The prosecutor set forth a lengthy hypothetical scenario to Cavagnolo that essentially asked the gang expert to assume the background facts of the robbery and murder as established by the testimony and other evidence presented by the prosecution. The prosecutor then asked Cavagnolo to opine, based upon the assumed facts, whether the murder of Weathers had been committed for the benefit or, at the direction of, or in association with the KUMI gang. Cavagnolo responded that the murder had been committed for the benefit of the KUMI gang. He offered the opinion that Weathers had effectively committed treason against the gang by withholding some of the robbery loot and that by killing him Eberhart had furthered the fear and intimidation that prevents other gang members from "cross[ing] the KUMI African Nation Organization." Based upon the same set of assumed facts set forth by the prosecutor, Cavagnolo also opined that the conspiracy to commit robbery was pursued to benefit the KUMI gang. According to Cavagnolo, the robbery was a "major take" committed by gang members acting together, the proceeds of which would ultimately find their way up the organizational structure to benefit the gang's leader, Fulgham.

- [Directive a]:
Rescale the mask labeling entries from their first line through the line that contains "97), (110, 97)]", including both ends, and reproduce every line, requests included. Multiply each polygon coordinate in the answers by 0.2 and round to whole numbers with halves rounded up, leave the sample output coordinates unchanged, and omit the pictures.
The excerpt and the entries are separate, unrelated material.

(Mask labeling entries)

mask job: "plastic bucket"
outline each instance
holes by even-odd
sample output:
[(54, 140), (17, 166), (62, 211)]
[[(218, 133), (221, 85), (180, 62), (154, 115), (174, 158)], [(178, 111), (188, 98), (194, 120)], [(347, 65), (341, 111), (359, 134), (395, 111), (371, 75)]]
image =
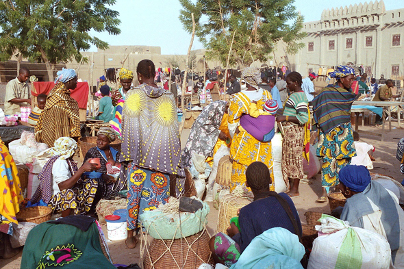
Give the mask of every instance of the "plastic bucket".
[(109, 240), (123, 240), (127, 238), (126, 218), (121, 218), (117, 215), (108, 215), (105, 218)]

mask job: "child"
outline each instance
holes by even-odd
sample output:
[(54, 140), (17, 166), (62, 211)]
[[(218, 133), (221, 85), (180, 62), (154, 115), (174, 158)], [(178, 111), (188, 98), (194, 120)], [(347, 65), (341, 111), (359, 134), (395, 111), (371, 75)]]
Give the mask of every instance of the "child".
[(356, 149), (356, 156), (352, 157), (351, 164), (364, 166), (368, 170), (373, 169), (373, 164), (370, 158), (375, 151), (375, 147), (364, 142), (359, 142), (359, 133), (356, 131), (353, 132), (353, 141), (355, 149)]
[(31, 114), (28, 116), (28, 123), (31, 125), (36, 125), (36, 123), (38, 123), (39, 115), (40, 115), (44, 108), (45, 108), (47, 97), (48, 96), (47, 94), (42, 93), (38, 94), (38, 97), (36, 98), (38, 105), (34, 107), (34, 110), (32, 110)]
[(110, 86), (103, 85), (100, 88), (100, 91), (103, 97), (99, 101), (98, 116), (95, 117), (95, 119), (103, 120), (104, 123), (109, 123), (115, 117), (115, 109), (112, 105), (111, 97), (110, 97)]

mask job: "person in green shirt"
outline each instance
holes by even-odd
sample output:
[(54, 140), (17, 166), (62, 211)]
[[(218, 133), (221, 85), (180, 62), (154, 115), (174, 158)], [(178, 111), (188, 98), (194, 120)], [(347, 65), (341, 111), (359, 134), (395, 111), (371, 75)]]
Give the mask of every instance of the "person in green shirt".
[(104, 123), (109, 123), (115, 116), (115, 107), (112, 105), (110, 97), (110, 86), (103, 85), (99, 90), (103, 97), (99, 101), (98, 116), (95, 118), (102, 120)]
[(366, 81), (366, 78), (368, 77), (368, 75), (364, 73), (361, 77), (357, 84), (359, 85), (359, 93), (366, 94), (369, 92), (369, 87), (366, 85), (365, 82)]

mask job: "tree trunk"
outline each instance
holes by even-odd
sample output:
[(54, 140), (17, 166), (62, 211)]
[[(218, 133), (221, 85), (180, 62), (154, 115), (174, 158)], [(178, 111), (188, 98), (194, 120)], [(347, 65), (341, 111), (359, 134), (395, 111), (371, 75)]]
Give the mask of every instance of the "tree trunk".
[(38, 47), (39, 51), (40, 52), (40, 56), (42, 57), (42, 61), (45, 63), (45, 66), (47, 67), (47, 72), (48, 73), (48, 79), (49, 81), (53, 81), (55, 80), (55, 77), (53, 77), (53, 69), (52, 68), (52, 66), (47, 57), (47, 54), (45, 51), (41, 48), (40, 47)]

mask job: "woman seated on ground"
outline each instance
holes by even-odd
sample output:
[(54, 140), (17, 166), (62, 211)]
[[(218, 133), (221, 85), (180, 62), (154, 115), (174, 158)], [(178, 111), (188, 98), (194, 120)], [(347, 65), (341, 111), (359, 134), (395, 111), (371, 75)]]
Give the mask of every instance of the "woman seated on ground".
[(246, 170), (247, 184), (254, 194), (254, 201), (240, 209), (240, 229), (232, 223), (229, 235), (218, 233), (210, 240), (210, 250), (215, 261), (230, 266), (251, 240), (274, 227), (284, 228), (301, 236), (301, 224), (294, 204), (288, 194), (269, 190), (271, 183), (269, 169), (255, 162)]
[(97, 133), (97, 146), (90, 149), (84, 157), (84, 162), (92, 158), (100, 159), (101, 167), (88, 177), (97, 178), (102, 177), (104, 179), (102, 183), (106, 184), (105, 186), (106, 193), (103, 195), (103, 198), (116, 196), (117, 192), (114, 190), (118, 188), (117, 185), (119, 184), (119, 181), (116, 181), (114, 183), (110, 177), (110, 175), (112, 177), (118, 176), (121, 169), (121, 164), (118, 162), (121, 152), (110, 145), (110, 143), (115, 141), (116, 134), (116, 133), (111, 127), (101, 127)]
[(95, 205), (102, 198), (102, 179), (81, 179), (86, 172), (94, 171), (96, 164), (87, 161), (77, 168), (73, 157), (77, 149), (74, 139), (62, 137), (55, 142), (55, 146), (47, 150), (53, 156), (47, 162), (39, 173), (39, 186), (31, 199), (35, 204), (41, 199), (62, 216), (94, 214)]
[(346, 166), (339, 177), (340, 189), (347, 198), (340, 219), (386, 237), (394, 266), (404, 268), (404, 212), (397, 197), (371, 180), (364, 166)]

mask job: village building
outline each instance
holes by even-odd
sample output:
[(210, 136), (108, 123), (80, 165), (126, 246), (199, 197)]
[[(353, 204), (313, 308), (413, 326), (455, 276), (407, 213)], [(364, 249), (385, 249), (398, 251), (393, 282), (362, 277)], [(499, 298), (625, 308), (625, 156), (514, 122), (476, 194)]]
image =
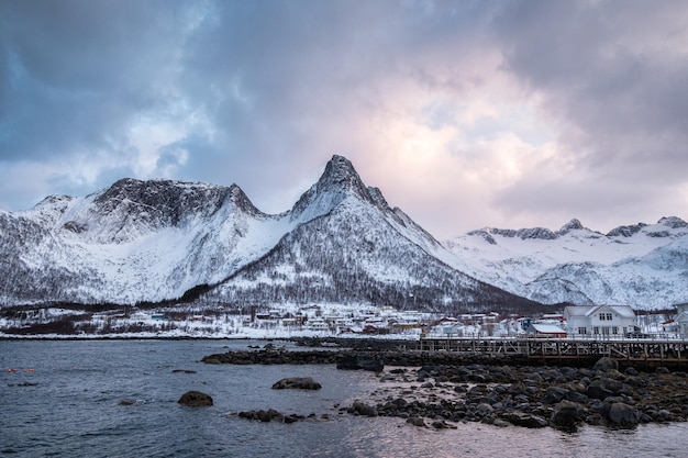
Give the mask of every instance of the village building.
[(531, 323), (525, 328), (525, 335), (529, 337), (566, 337), (566, 331), (556, 324), (548, 323)]
[(635, 312), (630, 305), (572, 305), (564, 309), (566, 331), (585, 337), (625, 336), (635, 329)]
[(688, 336), (688, 302), (676, 304), (676, 319), (674, 320), (677, 331), (681, 336)]

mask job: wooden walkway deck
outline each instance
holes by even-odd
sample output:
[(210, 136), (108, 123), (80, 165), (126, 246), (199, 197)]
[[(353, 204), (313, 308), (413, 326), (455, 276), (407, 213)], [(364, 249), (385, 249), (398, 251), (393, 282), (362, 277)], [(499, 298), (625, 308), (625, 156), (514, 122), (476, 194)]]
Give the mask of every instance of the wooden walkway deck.
[(420, 350), (452, 351), (467, 356), (514, 356), (528, 359), (599, 359), (688, 364), (688, 340), (575, 339), (575, 338), (465, 338), (428, 337)]

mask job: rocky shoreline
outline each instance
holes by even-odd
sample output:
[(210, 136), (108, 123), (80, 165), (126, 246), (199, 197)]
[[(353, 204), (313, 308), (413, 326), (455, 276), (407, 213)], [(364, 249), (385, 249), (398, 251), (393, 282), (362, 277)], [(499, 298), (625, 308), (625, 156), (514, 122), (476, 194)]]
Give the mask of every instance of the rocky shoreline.
[(206, 356), (202, 361), (334, 364), (339, 369), (371, 370), (380, 388), (342, 411), (407, 418), (417, 426), (445, 428), (481, 422), (576, 431), (582, 424), (632, 428), (688, 418), (688, 375), (684, 371), (666, 367), (644, 371), (632, 366), (620, 370), (609, 358), (584, 368), (484, 359), (404, 350), (389, 344), (302, 351), (269, 344), (257, 350)]

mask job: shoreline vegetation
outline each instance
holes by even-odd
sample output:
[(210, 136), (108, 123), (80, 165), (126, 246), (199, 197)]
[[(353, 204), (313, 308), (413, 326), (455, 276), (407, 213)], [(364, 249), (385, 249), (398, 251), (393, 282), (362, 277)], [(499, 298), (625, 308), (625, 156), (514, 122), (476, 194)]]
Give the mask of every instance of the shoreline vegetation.
[(634, 428), (688, 420), (688, 375), (665, 366), (634, 367), (606, 357), (588, 367), (542, 366), (512, 357), (409, 350), (403, 342), (297, 342), (320, 348), (288, 350), (268, 343), (208, 355), (201, 361), (369, 370), (378, 378), (378, 388), (366, 399), (341, 406), (340, 413), (400, 417), (421, 427), (480, 422), (575, 432), (584, 424)]

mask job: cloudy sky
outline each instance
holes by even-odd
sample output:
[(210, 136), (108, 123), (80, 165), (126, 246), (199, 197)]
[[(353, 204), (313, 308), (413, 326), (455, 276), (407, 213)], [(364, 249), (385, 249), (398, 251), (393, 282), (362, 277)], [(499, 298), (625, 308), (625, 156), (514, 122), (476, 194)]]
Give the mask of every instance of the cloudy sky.
[(688, 2), (0, 0), (0, 209), (288, 210), (333, 154), (437, 238), (688, 219)]

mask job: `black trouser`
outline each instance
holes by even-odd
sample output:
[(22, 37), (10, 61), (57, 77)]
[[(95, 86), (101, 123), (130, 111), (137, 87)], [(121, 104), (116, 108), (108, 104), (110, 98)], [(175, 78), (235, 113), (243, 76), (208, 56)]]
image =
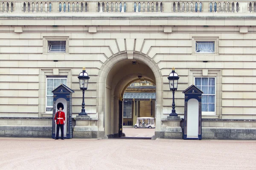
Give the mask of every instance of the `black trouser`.
[(58, 133), (60, 131), (60, 128), (61, 128), (61, 139), (64, 139), (64, 124), (57, 124), (57, 129), (56, 130), (56, 139), (58, 139)]

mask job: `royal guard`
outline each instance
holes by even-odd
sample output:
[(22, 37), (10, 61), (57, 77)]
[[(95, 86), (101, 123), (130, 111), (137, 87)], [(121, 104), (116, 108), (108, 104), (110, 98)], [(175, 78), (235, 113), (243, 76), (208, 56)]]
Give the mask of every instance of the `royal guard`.
[(62, 103), (58, 103), (57, 105), (57, 108), (58, 111), (56, 113), (54, 118), (55, 123), (57, 125), (55, 139), (58, 139), (59, 131), (60, 128), (61, 132), (61, 139), (64, 140), (64, 125), (66, 123), (65, 113), (62, 111), (64, 109), (64, 106)]

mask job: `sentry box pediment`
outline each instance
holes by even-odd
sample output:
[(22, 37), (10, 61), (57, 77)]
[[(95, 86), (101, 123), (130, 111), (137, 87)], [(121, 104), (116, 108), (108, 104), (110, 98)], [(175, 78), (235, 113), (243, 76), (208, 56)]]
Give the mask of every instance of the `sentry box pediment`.
[(200, 89), (198, 88), (194, 85), (191, 85), (188, 88), (182, 92), (185, 95), (186, 94), (202, 94), (204, 93)]
[(185, 94), (183, 139), (202, 139), (202, 94), (195, 85), (182, 92)]
[(63, 84), (61, 84), (58, 87), (53, 90), (52, 92), (53, 93), (53, 95), (54, 95), (55, 94), (70, 94), (74, 93), (75, 92), (70, 88), (68, 87)]

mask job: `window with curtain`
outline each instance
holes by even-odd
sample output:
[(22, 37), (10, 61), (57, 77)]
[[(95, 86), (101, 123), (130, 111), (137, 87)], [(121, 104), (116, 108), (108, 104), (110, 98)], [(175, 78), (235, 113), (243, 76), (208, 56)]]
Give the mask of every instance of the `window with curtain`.
[(47, 76), (46, 79), (46, 111), (52, 111), (53, 94), (52, 91), (63, 84), (67, 85), (67, 77)]
[(195, 85), (202, 94), (202, 112), (214, 113), (215, 106), (215, 85), (214, 77), (196, 77)]
[(129, 100), (124, 101), (124, 118), (132, 118), (132, 111), (131, 110), (131, 103), (133, 101)]
[(214, 53), (214, 41), (196, 41), (195, 52), (196, 53)]
[(66, 52), (66, 41), (48, 41), (48, 52)]

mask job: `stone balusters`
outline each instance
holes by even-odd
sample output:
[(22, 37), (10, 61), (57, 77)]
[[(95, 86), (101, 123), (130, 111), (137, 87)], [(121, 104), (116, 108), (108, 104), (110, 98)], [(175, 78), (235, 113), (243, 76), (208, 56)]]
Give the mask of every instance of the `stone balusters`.
[(135, 2), (131, 5), (133, 6), (132, 11), (134, 12), (162, 12), (163, 11), (163, 5), (162, 2)]
[(24, 2), (21, 4), (21, 11), (23, 12), (49, 12), (52, 11), (49, 2)]

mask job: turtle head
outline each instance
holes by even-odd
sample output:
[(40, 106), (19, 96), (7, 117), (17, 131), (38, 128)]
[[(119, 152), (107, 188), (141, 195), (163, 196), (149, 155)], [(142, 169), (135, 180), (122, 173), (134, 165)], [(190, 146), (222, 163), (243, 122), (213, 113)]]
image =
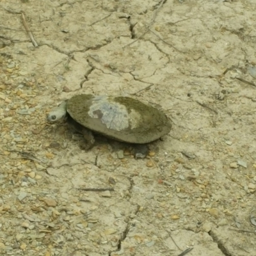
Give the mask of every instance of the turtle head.
[(67, 114), (67, 101), (64, 101), (47, 115), (47, 122), (52, 122), (63, 118)]

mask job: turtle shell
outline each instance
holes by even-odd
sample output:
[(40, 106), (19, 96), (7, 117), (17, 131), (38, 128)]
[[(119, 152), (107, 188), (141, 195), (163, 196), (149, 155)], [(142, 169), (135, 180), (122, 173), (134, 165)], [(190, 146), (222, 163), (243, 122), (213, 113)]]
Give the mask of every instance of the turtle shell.
[(172, 127), (163, 112), (126, 97), (79, 95), (67, 101), (67, 111), (92, 131), (131, 143), (153, 141)]

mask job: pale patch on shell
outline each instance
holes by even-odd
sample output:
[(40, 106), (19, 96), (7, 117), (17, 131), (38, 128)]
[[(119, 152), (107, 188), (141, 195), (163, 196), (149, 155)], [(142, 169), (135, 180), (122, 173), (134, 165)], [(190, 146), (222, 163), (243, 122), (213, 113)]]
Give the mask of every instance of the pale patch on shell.
[(129, 114), (129, 122), (131, 125), (131, 129), (137, 128), (140, 125), (140, 120), (141, 120), (141, 115), (134, 109), (131, 109)]
[(139, 126), (141, 115), (134, 109), (130, 114), (126, 107), (118, 102), (111, 100), (108, 96), (96, 96), (88, 111), (90, 116), (100, 119), (108, 129), (122, 131)]

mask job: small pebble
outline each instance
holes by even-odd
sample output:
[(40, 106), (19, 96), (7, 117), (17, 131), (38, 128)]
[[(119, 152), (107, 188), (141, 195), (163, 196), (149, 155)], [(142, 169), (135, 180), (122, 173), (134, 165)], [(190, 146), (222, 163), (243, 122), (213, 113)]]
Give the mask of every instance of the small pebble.
[(228, 145), (228, 146), (231, 146), (232, 145), (232, 142), (229, 141), (229, 140), (226, 140), (226, 141), (225, 141), (225, 143)]
[(209, 222), (206, 222), (203, 225), (202, 228), (204, 231), (208, 233), (212, 229), (212, 227), (211, 227), (211, 223), (209, 223)]
[(60, 144), (56, 141), (52, 141), (49, 145), (50, 148), (58, 148), (60, 147)]
[(173, 220), (179, 220), (180, 217), (177, 214), (172, 214), (171, 215), (171, 219)]
[(47, 206), (52, 206), (54, 207), (57, 205), (57, 202), (52, 198), (44, 198), (44, 201)]
[(236, 162), (231, 163), (229, 164), (229, 166), (230, 166), (231, 168), (238, 168), (237, 163)]
[(31, 184), (36, 184), (36, 181), (35, 180), (31, 178), (30, 177), (28, 177), (28, 180), (30, 183), (31, 183)]
[(27, 196), (27, 193), (26, 192), (21, 192), (18, 196), (18, 199), (22, 202)]
[(240, 166), (247, 168), (247, 163), (246, 162), (243, 160), (237, 160), (237, 164), (240, 165)]
[(251, 189), (255, 189), (256, 188), (256, 185), (253, 183), (249, 183), (248, 187)]
[(154, 162), (150, 159), (147, 162), (147, 167), (152, 167), (154, 166)]
[(213, 216), (216, 218), (219, 217), (219, 211), (216, 208), (209, 209), (209, 212), (211, 216)]
[(155, 241), (152, 241), (151, 242), (147, 243), (146, 246), (147, 247), (151, 247), (153, 246), (154, 244), (155, 244)]
[(228, 221), (226, 219), (222, 219), (218, 223), (218, 226), (225, 226), (228, 224)]
[(106, 191), (103, 191), (102, 193), (100, 193), (100, 196), (102, 197), (111, 197), (111, 193), (109, 190), (107, 190)]
[(104, 232), (104, 234), (105, 235), (111, 235), (112, 234), (115, 234), (117, 232), (116, 229), (114, 228), (109, 228), (109, 229), (106, 229)]
[(117, 152), (117, 157), (119, 159), (122, 159), (124, 158), (124, 150), (118, 150)]

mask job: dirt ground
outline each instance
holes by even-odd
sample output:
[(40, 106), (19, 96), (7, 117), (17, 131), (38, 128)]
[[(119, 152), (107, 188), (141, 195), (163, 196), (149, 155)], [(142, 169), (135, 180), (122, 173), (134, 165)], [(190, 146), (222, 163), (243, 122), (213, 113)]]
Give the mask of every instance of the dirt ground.
[[(1, 0), (0, 255), (256, 255), (255, 11)], [(86, 152), (45, 120), (79, 93), (132, 97), (173, 128), (144, 159)]]

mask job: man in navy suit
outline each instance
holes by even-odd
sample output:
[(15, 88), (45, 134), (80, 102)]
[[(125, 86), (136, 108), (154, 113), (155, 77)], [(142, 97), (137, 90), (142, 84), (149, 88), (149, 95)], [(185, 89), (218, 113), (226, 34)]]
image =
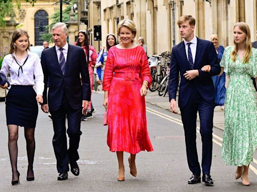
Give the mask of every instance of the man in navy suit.
[[(41, 108), (51, 111), (54, 127), (53, 146), (57, 162), (58, 180), (68, 178), (71, 171), (79, 174), (77, 160), (80, 135), (80, 118), (90, 100), (91, 90), (85, 53), (80, 47), (68, 44), (68, 28), (65, 24), (57, 22), (52, 28), (55, 46), (42, 52), (41, 64), (44, 76), (44, 102)], [(80, 76), (81, 80), (80, 80)], [(49, 89), (47, 100), (47, 80)], [(48, 105), (47, 104), (48, 102)], [(67, 150), (65, 122), (69, 138)]]
[[(196, 142), (198, 112), (202, 142), (202, 180), (205, 185), (212, 186), (210, 171), (215, 94), (211, 76), (219, 74), (220, 67), (213, 44), (194, 36), (195, 20), (191, 16), (182, 16), (177, 24), (184, 40), (172, 49), (169, 79), (171, 110), (177, 113), (176, 96), (180, 73), (178, 104), (185, 132), (187, 162), (193, 173), (188, 184), (201, 182)], [(201, 70), (206, 65), (211, 66), (209, 72)]]

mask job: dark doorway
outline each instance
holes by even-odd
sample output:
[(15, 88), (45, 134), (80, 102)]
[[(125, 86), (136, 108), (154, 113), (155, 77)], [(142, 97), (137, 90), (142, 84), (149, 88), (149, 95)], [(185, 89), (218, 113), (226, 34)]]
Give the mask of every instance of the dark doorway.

- [Directive b]:
List every person named in the excerpt.

- [Finished answer a]:
mask job: "plastic bucket"
outline each instance
holes by even-odd
sample output:
[(54, 140), (17, 166), (62, 211)]
[[(218, 133), (221, 85), (180, 62), (154, 115), (174, 158)], [(178, 111), (188, 98), (194, 120)], [(347, 65), (341, 111), (359, 134), (395, 111), (371, 75)]]
image =
Give the mask of every instance of the "plastic bucket".
[(22, 48), (25, 48), (25, 48), (25, 44), (24, 44), (23, 43), (22, 43), (21, 44)]

mask job: "child"
outline each instance
holes by even-odd
sample output:
[(54, 140), (17, 166), (62, 211)]
[[(218, 133), (221, 85), (180, 62), (154, 115), (174, 158)], [(178, 111), (188, 98), (194, 120)], [(347, 65), (341, 111), (359, 134), (395, 111), (371, 75)]]
Give the mask of every instance of the "child".
[(71, 30), (71, 31), (70, 31), (70, 33), (73, 33), (74, 34), (75, 34), (75, 33), (74, 32), (75, 30), (75, 29), (73, 28), (72, 28), (72, 27), (71, 26), (71, 26), (71, 28), (71, 30)]
[(6, 23), (6, 23), (6, 25), (6, 25), (7, 25), (7, 25), (8, 25), (8, 23), (8, 23), (9, 22), (9, 22), (9, 19), (10, 19), (9, 19), (8, 19), (8, 19), (8, 19), (7, 20), (8, 21), (7, 21), (7, 22), (6, 22)]
[(22, 17), (21, 17), (20, 18), (20, 18), (21, 19), (20, 20), (20, 23), (19, 23), (19, 24), (21, 24), (21, 25), (22, 25), (23, 23), (23, 22), (22, 21), (22, 19), (22, 19)]

- [Finished answer b]:
Cavagnolo, Weathers, Eberhart, Fulgham